• [ACTIVITY]
Find each line of the entries with the string "blue", please, and copy it.

• [MATERIAL SHOWN]
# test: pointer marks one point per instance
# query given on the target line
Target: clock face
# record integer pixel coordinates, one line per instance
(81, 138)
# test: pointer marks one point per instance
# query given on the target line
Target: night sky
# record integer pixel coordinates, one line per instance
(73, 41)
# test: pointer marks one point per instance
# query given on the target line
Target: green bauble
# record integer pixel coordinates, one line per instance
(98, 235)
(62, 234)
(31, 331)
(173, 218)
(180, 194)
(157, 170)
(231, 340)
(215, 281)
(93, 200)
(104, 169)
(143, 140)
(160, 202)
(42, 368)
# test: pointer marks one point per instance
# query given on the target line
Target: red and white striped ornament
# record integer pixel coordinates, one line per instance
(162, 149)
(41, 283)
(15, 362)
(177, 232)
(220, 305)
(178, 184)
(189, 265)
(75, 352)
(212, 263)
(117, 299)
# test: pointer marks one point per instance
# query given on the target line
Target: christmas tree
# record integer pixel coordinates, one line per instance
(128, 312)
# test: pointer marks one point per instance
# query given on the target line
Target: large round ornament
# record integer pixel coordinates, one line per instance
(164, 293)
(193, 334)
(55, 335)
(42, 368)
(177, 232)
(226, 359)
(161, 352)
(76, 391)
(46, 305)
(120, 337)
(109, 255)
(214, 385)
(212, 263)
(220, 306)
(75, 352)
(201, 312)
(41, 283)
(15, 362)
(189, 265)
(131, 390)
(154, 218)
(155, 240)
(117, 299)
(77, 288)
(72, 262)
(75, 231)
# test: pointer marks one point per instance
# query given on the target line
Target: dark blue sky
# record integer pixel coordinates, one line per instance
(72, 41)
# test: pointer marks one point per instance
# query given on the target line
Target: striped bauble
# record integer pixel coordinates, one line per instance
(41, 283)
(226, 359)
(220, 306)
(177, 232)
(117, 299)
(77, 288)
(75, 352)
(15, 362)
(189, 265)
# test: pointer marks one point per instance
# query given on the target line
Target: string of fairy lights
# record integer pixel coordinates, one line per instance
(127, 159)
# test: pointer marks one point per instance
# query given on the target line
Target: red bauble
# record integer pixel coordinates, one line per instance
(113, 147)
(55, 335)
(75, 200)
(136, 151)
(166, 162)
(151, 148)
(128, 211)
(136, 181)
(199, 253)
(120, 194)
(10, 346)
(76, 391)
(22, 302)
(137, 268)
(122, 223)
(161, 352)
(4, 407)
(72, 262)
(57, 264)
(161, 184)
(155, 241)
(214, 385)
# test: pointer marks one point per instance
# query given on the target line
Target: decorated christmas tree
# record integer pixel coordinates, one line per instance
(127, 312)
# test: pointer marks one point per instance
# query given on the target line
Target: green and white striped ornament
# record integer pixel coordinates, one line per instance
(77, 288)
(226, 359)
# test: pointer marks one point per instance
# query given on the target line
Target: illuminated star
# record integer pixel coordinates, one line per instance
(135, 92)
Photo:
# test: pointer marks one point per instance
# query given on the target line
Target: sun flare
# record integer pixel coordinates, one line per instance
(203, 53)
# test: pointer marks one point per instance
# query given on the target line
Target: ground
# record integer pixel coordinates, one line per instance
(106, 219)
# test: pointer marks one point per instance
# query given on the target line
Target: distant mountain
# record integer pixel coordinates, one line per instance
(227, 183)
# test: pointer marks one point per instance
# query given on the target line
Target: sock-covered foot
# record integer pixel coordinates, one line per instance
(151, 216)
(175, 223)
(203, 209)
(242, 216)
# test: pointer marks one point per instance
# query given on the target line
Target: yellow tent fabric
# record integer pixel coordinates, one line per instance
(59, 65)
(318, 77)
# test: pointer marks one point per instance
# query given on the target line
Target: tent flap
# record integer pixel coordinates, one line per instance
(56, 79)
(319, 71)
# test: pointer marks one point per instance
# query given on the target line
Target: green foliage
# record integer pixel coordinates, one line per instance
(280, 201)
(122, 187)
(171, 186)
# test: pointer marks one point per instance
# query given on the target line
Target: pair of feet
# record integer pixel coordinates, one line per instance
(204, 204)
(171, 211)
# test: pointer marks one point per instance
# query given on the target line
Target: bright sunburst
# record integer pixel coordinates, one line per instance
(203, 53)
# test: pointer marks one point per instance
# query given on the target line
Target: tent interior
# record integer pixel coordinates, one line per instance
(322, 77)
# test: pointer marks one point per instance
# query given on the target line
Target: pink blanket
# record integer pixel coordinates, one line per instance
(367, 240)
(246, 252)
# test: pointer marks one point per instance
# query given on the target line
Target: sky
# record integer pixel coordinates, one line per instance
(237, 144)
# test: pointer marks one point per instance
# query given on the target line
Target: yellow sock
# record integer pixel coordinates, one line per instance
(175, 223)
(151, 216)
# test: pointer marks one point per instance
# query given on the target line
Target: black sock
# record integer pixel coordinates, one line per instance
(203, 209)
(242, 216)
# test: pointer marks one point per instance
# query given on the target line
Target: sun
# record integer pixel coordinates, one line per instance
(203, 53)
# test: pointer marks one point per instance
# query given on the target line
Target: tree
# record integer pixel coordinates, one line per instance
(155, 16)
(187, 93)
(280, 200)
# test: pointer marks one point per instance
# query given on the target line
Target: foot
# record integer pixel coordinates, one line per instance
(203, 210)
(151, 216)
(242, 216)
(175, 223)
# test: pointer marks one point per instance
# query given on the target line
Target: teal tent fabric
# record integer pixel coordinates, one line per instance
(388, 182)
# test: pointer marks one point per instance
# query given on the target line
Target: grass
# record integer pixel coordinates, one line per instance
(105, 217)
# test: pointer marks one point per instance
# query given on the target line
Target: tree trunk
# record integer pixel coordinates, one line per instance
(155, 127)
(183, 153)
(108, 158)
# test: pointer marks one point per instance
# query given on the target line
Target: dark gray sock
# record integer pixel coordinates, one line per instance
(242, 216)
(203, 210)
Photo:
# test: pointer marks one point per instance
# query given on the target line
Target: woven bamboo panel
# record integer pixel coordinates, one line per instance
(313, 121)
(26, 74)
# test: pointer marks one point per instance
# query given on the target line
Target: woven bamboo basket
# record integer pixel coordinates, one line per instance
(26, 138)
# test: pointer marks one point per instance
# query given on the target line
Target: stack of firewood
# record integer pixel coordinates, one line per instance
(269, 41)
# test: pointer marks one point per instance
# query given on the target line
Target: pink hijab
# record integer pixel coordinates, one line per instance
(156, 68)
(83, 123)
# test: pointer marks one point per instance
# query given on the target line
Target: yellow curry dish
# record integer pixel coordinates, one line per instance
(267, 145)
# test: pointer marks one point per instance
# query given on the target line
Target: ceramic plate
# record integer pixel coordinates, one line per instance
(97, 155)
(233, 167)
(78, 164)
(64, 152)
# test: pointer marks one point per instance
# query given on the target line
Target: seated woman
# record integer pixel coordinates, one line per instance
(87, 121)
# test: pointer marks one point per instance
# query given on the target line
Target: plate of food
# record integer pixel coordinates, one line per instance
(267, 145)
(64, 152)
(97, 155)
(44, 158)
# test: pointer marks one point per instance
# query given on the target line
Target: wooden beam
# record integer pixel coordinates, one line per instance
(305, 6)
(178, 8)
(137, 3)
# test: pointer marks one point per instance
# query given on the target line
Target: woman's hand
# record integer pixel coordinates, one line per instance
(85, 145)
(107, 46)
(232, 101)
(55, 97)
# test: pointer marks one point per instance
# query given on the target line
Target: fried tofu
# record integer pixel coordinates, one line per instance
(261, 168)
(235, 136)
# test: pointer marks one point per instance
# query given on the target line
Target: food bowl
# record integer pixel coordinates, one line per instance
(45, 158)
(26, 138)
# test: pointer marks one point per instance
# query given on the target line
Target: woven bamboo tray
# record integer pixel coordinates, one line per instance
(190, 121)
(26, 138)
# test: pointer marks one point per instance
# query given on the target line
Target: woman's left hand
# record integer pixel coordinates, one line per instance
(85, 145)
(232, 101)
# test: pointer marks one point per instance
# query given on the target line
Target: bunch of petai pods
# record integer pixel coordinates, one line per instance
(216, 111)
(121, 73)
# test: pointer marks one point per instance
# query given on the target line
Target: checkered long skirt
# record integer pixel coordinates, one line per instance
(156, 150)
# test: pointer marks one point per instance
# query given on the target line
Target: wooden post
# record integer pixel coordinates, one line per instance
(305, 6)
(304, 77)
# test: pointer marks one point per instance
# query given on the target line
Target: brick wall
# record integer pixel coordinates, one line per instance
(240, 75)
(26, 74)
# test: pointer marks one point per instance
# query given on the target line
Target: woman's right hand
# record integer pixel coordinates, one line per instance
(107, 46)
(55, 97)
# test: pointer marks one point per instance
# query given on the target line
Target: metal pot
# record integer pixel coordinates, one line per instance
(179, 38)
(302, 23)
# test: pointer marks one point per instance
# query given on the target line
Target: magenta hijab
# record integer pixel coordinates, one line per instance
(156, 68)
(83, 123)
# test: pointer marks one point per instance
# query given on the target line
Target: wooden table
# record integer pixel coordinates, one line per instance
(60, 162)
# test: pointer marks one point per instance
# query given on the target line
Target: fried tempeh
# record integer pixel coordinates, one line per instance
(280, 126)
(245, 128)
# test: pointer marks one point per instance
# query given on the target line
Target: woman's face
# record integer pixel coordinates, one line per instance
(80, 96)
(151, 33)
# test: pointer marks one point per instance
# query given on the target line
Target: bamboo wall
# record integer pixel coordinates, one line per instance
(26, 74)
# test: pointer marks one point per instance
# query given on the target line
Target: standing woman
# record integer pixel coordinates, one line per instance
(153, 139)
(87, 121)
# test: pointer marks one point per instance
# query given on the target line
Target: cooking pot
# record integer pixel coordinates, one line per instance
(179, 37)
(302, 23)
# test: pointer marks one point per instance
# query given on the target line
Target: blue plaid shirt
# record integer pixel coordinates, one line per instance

• [SOLUTION TO THIS TASK]
Target: dark blue sky
Target: blue plaid shirt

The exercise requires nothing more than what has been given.